- Exercise requirements -
1 > In the family history passage, copy the text from "After the war" to "the Baltimore Conference." word for word.
2 > According to the family history passage, where was Mary Florence Valiant born?
BEGIN Extract to read
Now briefly, I'll write of the three children of Thomas and Mildred Courtenay. Two boys died in infancy. Austin Matlack Courtenay was born 1850 in St. Louis, MO and died in 1938 in Delaware, OH.
After the war was over and his father returned to the United States Austin helped his father in his insurance business office in New York. But the call of the Methodist ministry was too strong to be ignored, and in April 1869 he was made a lay preacher in the Baltimore Conference.
In 1870 he married Mary Florence Valiant. She was the daughter of Mary Clendenin who was the daughter of Adam Clendenin and Sophia Chandler. So my mother's mother and my father's mother were both Clendenins and cousins, although not of the same generation. Mary Florence, called Florrie, was born on the Eastern shore of Maryland in 1853, and died in Meadville, PA, in 1897.
END Extract to read
BEGIN Given data
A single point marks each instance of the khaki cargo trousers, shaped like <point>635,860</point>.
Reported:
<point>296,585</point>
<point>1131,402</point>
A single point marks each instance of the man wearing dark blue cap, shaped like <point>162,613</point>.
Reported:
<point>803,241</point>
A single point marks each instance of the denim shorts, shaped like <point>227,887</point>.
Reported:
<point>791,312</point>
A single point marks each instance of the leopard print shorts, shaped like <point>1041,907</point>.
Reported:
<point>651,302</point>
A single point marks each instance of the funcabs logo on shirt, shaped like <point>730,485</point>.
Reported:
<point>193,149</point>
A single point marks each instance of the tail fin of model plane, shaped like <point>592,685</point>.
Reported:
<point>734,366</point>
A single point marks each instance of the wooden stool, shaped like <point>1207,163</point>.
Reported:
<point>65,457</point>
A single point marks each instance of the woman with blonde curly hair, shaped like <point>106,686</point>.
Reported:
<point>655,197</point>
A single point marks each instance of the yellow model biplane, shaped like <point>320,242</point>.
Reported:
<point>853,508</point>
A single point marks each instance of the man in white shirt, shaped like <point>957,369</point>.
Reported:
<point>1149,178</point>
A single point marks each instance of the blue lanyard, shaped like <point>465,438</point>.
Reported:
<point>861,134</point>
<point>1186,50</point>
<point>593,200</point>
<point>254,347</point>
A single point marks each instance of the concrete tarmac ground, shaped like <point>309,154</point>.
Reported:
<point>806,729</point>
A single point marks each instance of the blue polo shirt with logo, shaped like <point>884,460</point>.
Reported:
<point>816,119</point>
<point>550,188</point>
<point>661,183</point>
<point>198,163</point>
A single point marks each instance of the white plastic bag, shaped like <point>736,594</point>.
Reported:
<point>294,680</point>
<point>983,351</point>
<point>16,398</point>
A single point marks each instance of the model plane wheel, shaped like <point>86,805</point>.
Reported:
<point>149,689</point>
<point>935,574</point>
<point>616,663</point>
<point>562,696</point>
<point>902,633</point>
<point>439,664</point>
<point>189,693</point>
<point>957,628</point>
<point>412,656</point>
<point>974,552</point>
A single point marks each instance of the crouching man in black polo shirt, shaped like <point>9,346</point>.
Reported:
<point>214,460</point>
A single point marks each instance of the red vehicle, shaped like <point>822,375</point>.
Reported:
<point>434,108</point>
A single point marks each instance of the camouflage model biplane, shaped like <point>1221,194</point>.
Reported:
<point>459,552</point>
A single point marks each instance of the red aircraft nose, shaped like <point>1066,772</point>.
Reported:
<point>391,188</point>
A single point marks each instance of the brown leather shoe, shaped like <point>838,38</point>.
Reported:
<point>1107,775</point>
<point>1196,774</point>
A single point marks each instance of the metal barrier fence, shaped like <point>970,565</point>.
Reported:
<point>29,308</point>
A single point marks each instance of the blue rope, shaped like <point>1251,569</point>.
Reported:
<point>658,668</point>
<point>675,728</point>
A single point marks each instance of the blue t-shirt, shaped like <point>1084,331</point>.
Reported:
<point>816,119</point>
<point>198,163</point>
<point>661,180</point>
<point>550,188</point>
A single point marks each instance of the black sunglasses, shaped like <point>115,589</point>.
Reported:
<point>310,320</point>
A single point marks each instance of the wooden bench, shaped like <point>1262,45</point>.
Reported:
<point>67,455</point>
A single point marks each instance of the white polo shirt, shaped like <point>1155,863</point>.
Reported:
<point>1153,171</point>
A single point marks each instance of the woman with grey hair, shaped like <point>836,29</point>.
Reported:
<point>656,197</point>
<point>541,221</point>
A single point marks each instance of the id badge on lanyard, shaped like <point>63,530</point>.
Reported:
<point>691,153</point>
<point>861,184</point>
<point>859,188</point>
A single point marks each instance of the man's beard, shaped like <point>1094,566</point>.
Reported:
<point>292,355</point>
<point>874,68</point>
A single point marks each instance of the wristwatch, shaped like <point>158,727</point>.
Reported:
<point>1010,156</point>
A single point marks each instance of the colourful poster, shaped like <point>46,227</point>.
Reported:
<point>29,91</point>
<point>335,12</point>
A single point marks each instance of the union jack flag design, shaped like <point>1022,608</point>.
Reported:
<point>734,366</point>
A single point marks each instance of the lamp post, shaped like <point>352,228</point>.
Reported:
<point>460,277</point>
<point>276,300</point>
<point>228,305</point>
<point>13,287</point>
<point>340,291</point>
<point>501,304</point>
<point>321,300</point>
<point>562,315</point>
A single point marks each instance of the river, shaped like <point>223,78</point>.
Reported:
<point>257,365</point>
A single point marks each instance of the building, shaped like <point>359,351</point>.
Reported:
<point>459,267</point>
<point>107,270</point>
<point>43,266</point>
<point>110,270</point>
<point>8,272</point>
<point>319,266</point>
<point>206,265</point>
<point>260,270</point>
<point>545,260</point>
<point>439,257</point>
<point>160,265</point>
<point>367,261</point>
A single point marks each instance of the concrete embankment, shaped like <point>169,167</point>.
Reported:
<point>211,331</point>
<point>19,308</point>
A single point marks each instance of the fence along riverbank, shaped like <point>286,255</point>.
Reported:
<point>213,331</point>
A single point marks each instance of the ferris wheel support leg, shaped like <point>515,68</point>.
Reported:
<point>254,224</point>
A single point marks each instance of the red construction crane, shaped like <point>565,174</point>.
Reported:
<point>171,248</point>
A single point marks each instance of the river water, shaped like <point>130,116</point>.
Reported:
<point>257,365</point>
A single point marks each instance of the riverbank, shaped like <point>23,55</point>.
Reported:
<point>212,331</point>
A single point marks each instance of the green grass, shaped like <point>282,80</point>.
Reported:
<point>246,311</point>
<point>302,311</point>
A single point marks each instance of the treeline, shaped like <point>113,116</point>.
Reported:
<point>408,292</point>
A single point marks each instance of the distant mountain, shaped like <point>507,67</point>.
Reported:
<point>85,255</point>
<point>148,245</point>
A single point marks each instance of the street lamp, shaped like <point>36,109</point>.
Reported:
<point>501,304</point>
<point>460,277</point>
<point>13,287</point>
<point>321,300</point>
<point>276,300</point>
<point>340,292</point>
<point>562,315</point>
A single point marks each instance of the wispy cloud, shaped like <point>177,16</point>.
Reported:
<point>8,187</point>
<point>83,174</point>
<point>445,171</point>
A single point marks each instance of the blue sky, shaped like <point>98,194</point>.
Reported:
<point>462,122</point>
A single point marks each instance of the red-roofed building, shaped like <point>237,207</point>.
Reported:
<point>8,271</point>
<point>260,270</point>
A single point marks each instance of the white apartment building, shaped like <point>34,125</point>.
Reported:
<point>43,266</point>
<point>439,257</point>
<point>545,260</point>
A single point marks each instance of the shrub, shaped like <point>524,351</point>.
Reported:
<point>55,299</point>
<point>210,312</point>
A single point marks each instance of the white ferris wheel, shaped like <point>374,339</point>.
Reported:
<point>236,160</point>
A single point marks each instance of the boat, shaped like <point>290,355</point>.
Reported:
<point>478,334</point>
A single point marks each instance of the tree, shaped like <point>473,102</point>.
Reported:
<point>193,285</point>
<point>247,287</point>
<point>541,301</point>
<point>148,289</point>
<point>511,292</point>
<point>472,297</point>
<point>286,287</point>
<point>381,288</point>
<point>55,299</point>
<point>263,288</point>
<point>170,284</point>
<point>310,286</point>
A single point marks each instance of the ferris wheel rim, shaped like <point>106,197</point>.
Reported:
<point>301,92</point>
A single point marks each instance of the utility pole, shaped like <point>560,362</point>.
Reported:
END Given data
- Task-by-task outputs -
1 >
After the war was over and his father returned to the United States Austin helped his father in his insurance business office in New York. But the call of the Methodist ministry was too strong to be ignored, and in April 1869 he was made a lay preacher in the Baltimore Conference.

2 > On the Eastern shore of Maryland.